Michel Thierry Atangana : un homme détruit pour rien

Par René DASSIE

michel atangana 1Jeune et brillant ingénieur financier, Michel Thierry Atangana, né au Cameroun, est devenu Français par naturalisation, en 1988. En 1994, il est envoyé au Cameroun, pour représenter les intérêts de grands groupes français, comme Jean Lefebvre, en activité dans le secteur routier de pays.
Comme la loi camerounaise ne reconnait pas la double nationalité, les autorités de Yaoundé lui délivrent un titre de séjour. Ses performances lui valent d’être désigné pour conduire la restructuration de la dette de certaines multinationales comme Nestlé et Phillips, dont les créances, évaluées à plusieurs milliards de Francs CFA, la monnaie locale, sont en souffrance dans ce pays d’Afrique centrale.

================

Énoncé –
Selon le document source, pour quelle raison les autorités de Yaoundé délivrent-elles un titre de séjour à Michel Thierry Atangana ? Répondez en une à trois phrases. Appuyez-vous uniquement sur le document source.

Données extraites –
================

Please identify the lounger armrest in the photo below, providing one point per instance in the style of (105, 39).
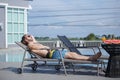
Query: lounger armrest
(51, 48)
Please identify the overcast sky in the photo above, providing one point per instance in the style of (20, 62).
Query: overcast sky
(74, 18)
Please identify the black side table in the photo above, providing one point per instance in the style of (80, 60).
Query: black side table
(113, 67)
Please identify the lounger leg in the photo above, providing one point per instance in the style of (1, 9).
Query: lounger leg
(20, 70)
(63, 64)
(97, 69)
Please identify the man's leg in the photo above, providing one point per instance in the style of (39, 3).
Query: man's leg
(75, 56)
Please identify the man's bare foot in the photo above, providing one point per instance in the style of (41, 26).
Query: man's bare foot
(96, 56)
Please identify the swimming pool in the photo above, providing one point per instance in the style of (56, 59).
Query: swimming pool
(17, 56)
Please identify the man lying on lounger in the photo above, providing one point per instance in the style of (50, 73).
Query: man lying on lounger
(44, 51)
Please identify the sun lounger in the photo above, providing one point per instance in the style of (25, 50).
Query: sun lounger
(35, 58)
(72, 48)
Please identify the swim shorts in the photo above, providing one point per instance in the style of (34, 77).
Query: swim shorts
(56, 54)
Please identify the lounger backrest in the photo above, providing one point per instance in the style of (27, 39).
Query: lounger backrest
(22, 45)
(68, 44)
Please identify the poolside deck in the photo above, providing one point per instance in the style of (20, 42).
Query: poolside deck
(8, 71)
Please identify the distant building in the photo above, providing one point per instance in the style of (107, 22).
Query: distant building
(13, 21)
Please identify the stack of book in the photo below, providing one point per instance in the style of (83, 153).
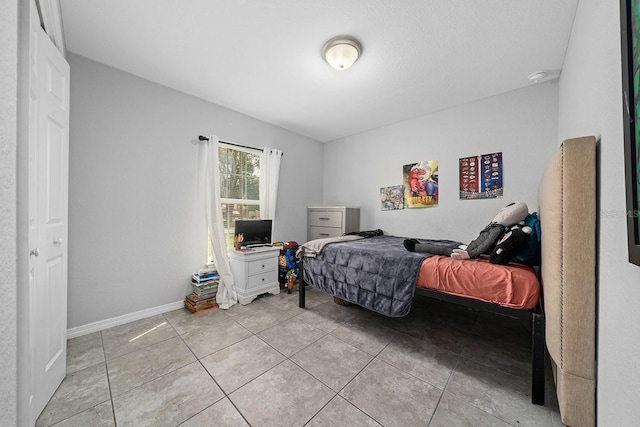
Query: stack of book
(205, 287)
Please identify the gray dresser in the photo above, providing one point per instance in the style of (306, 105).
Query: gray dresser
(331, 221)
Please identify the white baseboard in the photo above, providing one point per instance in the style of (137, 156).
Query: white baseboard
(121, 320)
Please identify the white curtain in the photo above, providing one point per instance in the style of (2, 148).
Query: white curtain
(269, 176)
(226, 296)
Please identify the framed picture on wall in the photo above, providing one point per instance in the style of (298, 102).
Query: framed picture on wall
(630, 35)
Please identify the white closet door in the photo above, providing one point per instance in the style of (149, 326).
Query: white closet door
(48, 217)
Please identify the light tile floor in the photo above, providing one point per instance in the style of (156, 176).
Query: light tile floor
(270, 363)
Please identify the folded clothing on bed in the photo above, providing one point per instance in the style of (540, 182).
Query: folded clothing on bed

================

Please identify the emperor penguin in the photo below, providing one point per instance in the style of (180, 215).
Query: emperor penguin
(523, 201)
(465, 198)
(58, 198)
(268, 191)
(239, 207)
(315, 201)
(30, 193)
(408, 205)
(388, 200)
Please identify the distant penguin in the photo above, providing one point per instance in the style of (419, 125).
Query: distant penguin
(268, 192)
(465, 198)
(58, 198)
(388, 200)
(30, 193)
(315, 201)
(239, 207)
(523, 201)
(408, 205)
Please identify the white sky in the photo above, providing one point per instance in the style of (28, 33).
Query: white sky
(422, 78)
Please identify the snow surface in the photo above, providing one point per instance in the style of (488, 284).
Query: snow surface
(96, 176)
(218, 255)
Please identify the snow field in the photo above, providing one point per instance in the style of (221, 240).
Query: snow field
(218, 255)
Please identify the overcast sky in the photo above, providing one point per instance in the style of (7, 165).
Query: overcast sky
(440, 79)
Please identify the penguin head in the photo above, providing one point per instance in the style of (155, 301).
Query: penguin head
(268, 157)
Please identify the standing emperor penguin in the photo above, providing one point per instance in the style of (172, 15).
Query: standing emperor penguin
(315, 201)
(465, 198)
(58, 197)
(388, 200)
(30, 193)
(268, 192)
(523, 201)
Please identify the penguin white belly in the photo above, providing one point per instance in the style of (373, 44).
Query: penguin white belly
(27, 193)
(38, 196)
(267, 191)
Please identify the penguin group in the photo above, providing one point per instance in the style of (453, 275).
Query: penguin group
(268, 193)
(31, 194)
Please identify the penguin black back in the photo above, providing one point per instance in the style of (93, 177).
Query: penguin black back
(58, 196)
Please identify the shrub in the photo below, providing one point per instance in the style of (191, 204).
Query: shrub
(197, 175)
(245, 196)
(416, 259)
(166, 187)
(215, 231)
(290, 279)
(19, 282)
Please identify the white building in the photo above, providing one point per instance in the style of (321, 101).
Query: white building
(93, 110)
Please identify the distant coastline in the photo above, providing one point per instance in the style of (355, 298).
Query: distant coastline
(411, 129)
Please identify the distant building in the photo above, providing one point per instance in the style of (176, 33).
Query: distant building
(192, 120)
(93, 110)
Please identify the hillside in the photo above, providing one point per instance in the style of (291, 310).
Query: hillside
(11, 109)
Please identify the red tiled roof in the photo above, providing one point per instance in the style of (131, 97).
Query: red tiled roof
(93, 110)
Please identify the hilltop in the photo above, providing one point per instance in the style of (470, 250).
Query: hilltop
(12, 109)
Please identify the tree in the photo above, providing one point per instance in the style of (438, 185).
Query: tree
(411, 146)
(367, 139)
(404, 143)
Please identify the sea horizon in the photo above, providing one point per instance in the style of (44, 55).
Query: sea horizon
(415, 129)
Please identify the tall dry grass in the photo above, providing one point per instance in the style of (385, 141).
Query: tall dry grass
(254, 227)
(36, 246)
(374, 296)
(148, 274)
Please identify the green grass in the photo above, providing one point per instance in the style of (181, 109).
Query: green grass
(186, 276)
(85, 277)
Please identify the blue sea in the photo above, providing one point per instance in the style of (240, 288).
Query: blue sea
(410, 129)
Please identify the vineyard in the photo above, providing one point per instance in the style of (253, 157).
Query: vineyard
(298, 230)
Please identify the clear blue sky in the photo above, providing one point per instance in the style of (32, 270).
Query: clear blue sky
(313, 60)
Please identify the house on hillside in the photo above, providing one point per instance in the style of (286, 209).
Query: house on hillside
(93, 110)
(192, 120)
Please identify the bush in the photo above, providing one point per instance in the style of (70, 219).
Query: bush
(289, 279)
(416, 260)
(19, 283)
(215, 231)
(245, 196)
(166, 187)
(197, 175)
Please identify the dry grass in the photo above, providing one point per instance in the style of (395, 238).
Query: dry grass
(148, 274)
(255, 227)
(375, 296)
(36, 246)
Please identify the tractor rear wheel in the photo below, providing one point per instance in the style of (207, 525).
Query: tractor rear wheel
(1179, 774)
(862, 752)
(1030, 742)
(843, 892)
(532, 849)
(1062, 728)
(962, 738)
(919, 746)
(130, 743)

================

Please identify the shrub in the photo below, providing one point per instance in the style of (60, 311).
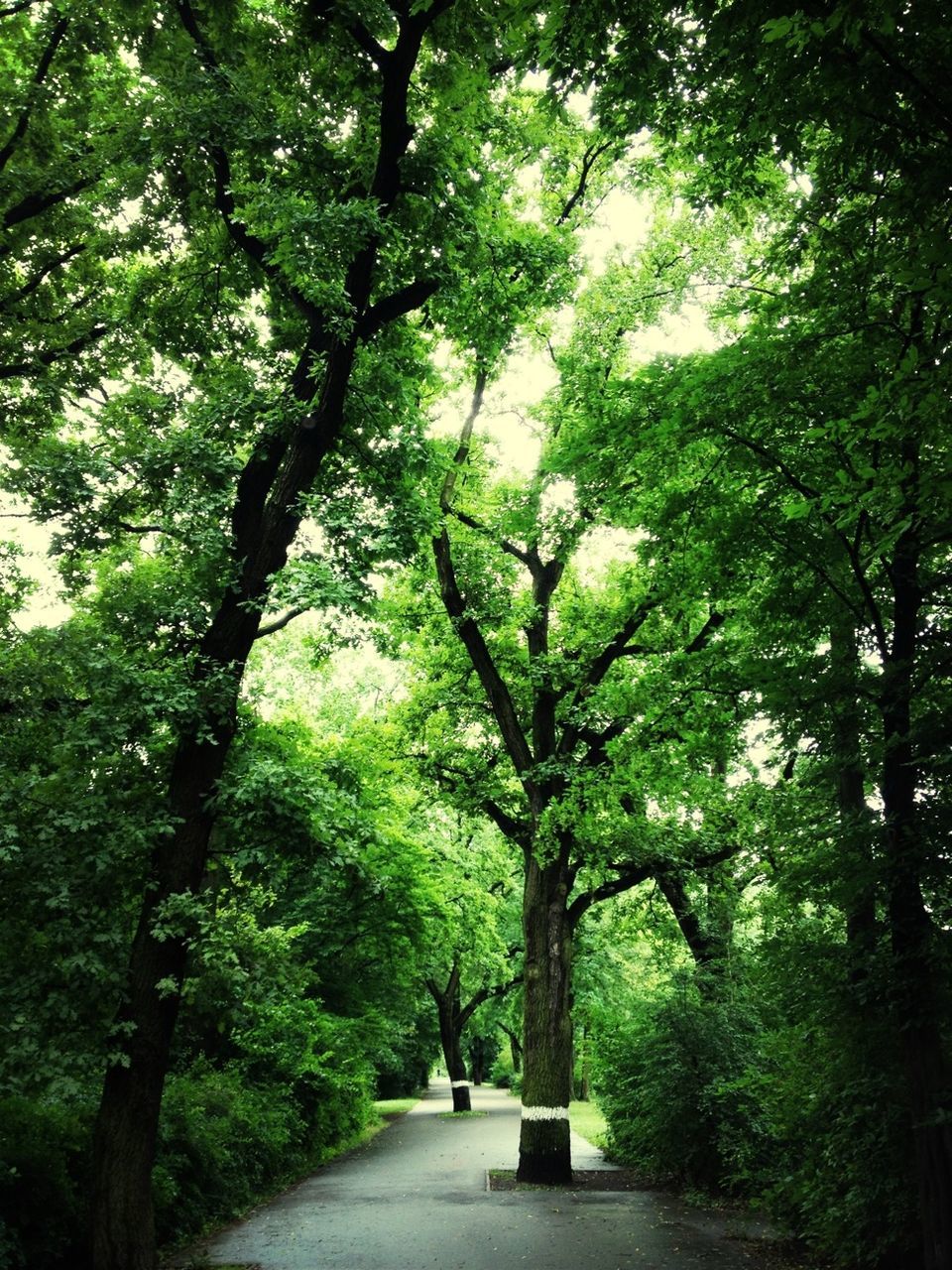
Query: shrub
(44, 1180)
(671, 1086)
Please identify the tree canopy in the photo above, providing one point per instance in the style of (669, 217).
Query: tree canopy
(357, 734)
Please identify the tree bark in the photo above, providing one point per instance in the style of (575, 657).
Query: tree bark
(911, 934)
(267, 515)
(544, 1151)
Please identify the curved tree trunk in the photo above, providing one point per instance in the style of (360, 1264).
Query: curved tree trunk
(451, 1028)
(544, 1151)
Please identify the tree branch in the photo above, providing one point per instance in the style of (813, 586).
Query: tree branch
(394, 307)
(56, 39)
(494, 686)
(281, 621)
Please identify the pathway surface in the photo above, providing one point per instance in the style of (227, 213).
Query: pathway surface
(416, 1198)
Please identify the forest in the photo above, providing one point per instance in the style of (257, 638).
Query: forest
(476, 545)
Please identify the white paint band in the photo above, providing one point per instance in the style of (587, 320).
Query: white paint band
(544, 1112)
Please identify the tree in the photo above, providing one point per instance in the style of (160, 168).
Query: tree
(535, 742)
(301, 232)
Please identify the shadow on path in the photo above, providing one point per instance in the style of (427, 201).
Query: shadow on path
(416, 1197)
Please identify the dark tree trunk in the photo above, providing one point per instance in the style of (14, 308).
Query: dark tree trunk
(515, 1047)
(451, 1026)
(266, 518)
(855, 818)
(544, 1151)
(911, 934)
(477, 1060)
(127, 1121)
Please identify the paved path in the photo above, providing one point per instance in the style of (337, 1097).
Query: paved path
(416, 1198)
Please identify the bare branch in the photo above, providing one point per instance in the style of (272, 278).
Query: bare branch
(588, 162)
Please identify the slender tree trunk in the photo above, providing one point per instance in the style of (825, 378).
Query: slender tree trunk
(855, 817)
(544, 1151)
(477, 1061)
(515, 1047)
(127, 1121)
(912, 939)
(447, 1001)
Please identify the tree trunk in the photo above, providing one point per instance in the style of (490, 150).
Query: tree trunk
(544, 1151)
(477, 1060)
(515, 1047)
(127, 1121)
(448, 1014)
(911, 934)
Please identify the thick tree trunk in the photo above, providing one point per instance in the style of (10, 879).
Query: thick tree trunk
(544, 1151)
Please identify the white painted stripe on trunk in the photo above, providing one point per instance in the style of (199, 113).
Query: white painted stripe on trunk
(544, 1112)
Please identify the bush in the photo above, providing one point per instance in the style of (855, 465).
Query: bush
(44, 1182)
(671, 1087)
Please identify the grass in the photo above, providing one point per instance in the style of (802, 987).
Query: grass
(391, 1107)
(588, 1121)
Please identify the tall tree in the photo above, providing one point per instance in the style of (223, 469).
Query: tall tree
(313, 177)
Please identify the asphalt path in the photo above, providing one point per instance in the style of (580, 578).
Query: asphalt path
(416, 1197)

================

Corrigé –
Les autorités de Yaoundé lui délivrent un titre de séjour parce que la loi camerounaise ne reconnaît pas la double nationalité. Or, bien que né au Cameroun, il est devenu Français par naturalisation en 1988.